#### WHAT THE TASK REQUIRES
Filter on the word "stainless": copy each matching line from the listing below.

#### DATASET EXCERPTS
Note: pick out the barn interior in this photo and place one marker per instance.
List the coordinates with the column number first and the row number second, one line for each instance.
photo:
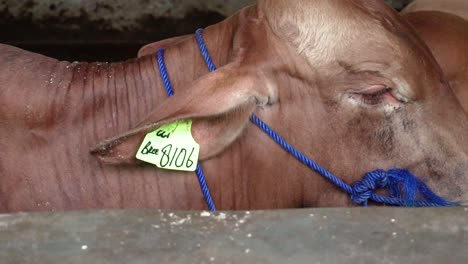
column 108, row 30
column 114, row 30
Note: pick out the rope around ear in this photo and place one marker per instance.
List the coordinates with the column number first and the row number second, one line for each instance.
column 404, row 188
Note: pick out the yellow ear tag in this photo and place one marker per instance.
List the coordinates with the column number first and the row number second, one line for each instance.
column 171, row 147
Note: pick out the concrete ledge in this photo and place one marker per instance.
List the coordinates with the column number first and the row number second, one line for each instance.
column 376, row 235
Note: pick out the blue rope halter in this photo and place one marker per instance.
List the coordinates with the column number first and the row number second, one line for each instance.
column 404, row 188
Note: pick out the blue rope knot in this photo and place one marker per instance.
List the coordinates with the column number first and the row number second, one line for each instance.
column 364, row 189
column 401, row 186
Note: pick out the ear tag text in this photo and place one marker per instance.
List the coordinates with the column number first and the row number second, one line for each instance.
column 171, row 147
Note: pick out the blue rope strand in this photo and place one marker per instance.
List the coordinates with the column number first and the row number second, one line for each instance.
column 401, row 184
column 170, row 92
column 204, row 50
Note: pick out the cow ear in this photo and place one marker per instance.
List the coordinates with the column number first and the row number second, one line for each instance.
column 220, row 105
column 150, row 49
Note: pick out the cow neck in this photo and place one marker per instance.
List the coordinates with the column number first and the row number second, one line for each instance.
column 403, row 187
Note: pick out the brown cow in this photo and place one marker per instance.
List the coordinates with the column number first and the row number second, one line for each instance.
column 347, row 82
column 443, row 25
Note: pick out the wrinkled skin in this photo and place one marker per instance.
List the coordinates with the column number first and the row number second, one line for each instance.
column 352, row 87
column 443, row 25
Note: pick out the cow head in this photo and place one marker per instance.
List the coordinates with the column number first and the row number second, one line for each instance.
column 347, row 82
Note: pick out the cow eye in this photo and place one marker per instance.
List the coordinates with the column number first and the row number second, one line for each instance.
column 374, row 96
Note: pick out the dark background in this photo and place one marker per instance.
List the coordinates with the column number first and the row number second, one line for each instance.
column 107, row 30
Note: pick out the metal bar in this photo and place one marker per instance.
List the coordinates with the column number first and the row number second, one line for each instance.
column 374, row 235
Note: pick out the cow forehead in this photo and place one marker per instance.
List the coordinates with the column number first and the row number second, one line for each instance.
column 321, row 25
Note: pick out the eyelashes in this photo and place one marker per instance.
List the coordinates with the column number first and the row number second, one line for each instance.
column 375, row 98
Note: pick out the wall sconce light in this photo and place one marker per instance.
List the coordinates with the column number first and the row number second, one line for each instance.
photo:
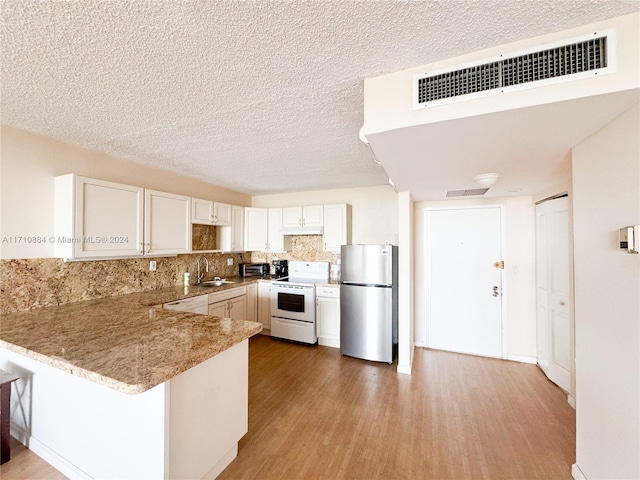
column 487, row 180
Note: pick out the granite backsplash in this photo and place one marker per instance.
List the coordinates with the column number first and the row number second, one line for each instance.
column 26, row 284
column 45, row 282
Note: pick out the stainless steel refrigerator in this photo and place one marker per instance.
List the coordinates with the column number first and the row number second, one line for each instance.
column 369, row 302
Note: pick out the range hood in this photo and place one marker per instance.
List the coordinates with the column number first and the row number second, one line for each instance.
column 302, row 230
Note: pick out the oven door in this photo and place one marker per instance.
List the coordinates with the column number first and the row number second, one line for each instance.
column 295, row 302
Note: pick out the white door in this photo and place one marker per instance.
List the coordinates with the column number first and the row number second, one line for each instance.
column 464, row 287
column 553, row 291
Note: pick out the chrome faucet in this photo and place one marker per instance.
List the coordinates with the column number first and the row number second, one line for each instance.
column 206, row 268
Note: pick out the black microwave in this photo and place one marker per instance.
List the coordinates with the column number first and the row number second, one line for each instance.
column 254, row 269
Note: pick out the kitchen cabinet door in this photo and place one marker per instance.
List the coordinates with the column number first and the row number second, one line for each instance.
column 264, row 306
column 218, row 309
column 167, row 223
column 201, row 211
column 310, row 216
column 328, row 316
column 337, row 227
column 238, row 308
column 231, row 238
column 276, row 240
column 94, row 218
column 292, row 217
column 313, row 216
column 252, row 303
column 221, row 214
column 256, row 229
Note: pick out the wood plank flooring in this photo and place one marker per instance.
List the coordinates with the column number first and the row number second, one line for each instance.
column 316, row 415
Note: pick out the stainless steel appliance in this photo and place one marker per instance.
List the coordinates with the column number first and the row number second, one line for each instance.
column 369, row 302
column 293, row 302
column 280, row 268
column 254, row 269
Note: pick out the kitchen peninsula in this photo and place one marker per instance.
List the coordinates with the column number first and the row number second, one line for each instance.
column 120, row 388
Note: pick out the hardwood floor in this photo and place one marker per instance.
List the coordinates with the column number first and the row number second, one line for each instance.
column 315, row 414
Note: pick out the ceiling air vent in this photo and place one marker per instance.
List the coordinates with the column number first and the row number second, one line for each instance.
column 571, row 60
column 467, row 193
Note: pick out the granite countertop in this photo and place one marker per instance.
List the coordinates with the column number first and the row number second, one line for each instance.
column 126, row 342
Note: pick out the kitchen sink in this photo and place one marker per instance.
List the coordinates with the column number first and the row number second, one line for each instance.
column 214, row 283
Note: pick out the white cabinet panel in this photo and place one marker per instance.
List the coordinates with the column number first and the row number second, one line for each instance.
column 201, row 211
column 337, row 227
column 256, row 229
column 276, row 239
column 328, row 316
column 262, row 230
column 94, row 218
column 310, row 216
column 221, row 214
column 252, row 303
column 313, row 216
column 264, row 306
column 167, row 223
column 231, row 238
column 292, row 217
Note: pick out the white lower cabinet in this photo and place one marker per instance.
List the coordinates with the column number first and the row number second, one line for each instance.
column 328, row 316
column 252, row 302
column 264, row 306
column 230, row 303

#### ANSWER FOR THE TASK
Note: pick out the stainless steel refrigerator in this photo and place one marker per instance.
Note: pick out the stainless steel appliance in this photo and place one marker per instance.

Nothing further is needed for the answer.